## Task objective
Rewrite all of the data below so that every "detection exercise" reads "localization task", leaving everything else untouched.

## Rows
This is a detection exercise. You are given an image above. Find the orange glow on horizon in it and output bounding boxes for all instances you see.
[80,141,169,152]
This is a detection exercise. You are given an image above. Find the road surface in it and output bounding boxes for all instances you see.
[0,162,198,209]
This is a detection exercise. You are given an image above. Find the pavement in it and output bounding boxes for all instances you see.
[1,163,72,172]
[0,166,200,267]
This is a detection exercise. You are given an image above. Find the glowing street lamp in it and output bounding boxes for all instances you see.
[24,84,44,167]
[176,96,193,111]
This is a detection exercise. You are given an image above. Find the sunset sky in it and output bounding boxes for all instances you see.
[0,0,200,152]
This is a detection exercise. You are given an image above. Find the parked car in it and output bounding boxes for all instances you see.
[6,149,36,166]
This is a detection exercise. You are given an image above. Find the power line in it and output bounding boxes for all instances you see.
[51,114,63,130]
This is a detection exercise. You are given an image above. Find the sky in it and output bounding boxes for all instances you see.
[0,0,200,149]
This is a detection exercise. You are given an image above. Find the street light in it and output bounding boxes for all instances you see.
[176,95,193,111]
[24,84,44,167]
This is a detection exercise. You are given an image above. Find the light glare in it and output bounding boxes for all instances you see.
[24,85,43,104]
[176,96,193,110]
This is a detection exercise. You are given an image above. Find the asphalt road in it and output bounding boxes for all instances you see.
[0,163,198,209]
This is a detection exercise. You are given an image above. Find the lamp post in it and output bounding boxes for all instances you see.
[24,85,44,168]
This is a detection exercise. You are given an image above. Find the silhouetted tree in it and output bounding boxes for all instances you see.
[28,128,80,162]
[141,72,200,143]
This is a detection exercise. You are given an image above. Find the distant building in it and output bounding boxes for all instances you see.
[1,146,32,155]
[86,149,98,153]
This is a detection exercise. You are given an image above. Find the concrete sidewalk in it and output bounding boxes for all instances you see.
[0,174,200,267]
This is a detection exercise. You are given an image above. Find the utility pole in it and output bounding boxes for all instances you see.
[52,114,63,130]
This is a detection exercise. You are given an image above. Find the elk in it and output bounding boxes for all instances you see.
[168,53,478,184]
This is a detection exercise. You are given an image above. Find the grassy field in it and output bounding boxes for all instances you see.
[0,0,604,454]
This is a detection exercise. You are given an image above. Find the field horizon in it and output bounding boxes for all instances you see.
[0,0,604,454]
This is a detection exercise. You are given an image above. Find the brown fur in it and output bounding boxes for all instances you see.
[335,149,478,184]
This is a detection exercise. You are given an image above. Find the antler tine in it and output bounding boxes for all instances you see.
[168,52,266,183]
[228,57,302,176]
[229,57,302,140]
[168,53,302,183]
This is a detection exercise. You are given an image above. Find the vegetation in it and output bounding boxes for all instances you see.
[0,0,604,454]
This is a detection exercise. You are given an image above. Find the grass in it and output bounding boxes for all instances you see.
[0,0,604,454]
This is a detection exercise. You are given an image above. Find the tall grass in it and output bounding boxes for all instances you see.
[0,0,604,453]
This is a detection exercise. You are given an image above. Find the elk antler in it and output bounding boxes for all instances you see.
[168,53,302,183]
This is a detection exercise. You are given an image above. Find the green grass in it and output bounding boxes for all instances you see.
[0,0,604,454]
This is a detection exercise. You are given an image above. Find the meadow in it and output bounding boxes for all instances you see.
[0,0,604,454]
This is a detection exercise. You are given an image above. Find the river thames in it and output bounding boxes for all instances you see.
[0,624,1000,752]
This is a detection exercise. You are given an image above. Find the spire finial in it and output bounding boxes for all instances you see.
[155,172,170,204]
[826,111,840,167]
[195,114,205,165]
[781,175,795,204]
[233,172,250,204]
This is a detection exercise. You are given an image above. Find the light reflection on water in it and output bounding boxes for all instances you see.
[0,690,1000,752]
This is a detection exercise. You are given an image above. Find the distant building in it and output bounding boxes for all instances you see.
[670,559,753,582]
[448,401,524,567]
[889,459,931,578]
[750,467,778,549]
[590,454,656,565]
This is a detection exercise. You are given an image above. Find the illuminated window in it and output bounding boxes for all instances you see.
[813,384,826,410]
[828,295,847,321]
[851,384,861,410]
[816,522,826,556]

## Final result
This is a localization task. You are given an image above. Find the orange glow on horizon in it and output bounding boxes for all instances you see.
[80,141,169,152]
This is a localization task. You are given an image above. Find the road surface in it and output bounding boxes for all instances you see.
[0,162,198,209]
This is a localization task. You are given an image above. Find the pavement in it and output bounding boxes for all instances you see.
[1,163,72,172]
[0,166,200,267]
This is a localization task. You are given an image above. Find the glowing street lamp in it and output bounding boxes for all instances you see.
[24,84,44,167]
[176,96,193,111]
This is a localization task. You are given an image above. Find the sunset sky in it and output bounding boxes for all instances you see.
[0,0,200,152]
This is a localization task. You are given an image above. Find the parked car in it and output bounding boxes for all instances you see.
[6,149,36,166]
This is a localization task. You are given an image above. Find the power line in it and output bounding boxes for all instances you see.
[51,114,63,130]
This is a localization task. You are given an image above. Find the sky in it and output bounding boxes for all instances you see.
[0,0,200,149]
This is a localization task. You are given an image above. Find the street light in it and output bounding boxes for all instances you see.
[176,95,193,111]
[24,84,44,167]
This is a localization task. You are given an image above. Find the light glare in it and output bounding boxes for all instances you see.
[24,85,43,104]
[176,96,193,110]
This is a localization task. You are given an image above. Find the asphalt road in it and output bounding boxes for all instances you see.
[0,163,198,209]
This is a localization task. You are given an image above. Find the lamp post in it and output bounding boxes for all instances you see.
[24,85,44,168]
This is a localization task. You are given an image above. Find the silhouetted tree in it and output bounding boxes for all instances you see.
[28,128,80,162]
[141,72,200,143]
This is a localization task. You are given an image above. Find the distant building in it and output bounding boxes for all instances you see.
[1,146,32,155]
[86,149,98,153]
This is a localization task. You are given an image above. Find the concrete sidewalk in it and output bounding boxes for all instances you see.
[0,174,200,267]
This is a localization task. You are given an image above. Find the utility pole in it and output bounding boxes for all instances you see.
[52,114,63,130]
This is a localization task. You are given an image above. Find the elk in it and output bounding boxes for all instances you see.
[168,53,478,184]
This is a localization task. You are given an image above. Find the grassy field in it and output bounding boxes for all instances you see.
[0,0,604,454]
This is a localization task. You are given an image above. Find the field horizon in it and output bounding boxes for all instances you see.
[0,0,604,454]
This is a localization task. You are given an image above. Find the brown fur in it and output bounding boxes for all instances you see.
[335,149,478,184]
This is a localization task. You are given an image above. Find the antler tine in it and output bounding boxes for all instances you see.
[168,52,266,183]
[228,57,302,176]
[229,57,302,140]
[168,53,302,183]
This is a localization task. You are given an image above. Find the vegetation in it and output bounding boxes for all instances you see.
[0,0,604,454]
This is a localization task. You are given an image above. Find the grass in it and output bounding boxes for all instances you see.
[0,0,604,454]
This is a localization task. You are given an image above. Find the tall grass in it and output bounding boxes for all instances you see.
[0,0,604,453]
This is a localization task. You are given an image above. Find the elk antler in it and output bounding boxes for all instances you see.
[168,53,302,183]
This is a localization task. You are given an image above. Find the green grass in it and output bounding boxes for all instances you see.
[0,0,604,454]
This is a localization task. You are given an image above. Find the meadow in it and output bounding boxes for all instances you see.
[0,0,604,454]
This is a localization task. You are given an image above. Find the river thames in it and output bounding boxes for all instances you see.
[0,624,1000,752]
This is a localization task. You are given an image above. Find the spire finial in it and output bounding boxes for all instances you see.
[155,172,170,204]
[826,111,840,167]
[195,114,205,165]
[781,175,795,204]
[233,172,250,204]
This is a localization task. You are given an image above. Find the light reflection on water in it and output bounding boxes for all instances you see.
[0,690,1000,752]
This is a localization task. You are given an image above. Find the distant building in it and output bounding boxes for all instances you see.
[670,559,753,582]
[448,401,524,567]
[889,459,931,578]
[750,467,778,549]
[590,454,656,565]
This is a localization task. You are given an image above. Find the illuminated window in it and output bounding boxes for all instances you see.
[813,384,826,410]
[828,295,847,321]
[851,384,861,410]
[816,522,826,556]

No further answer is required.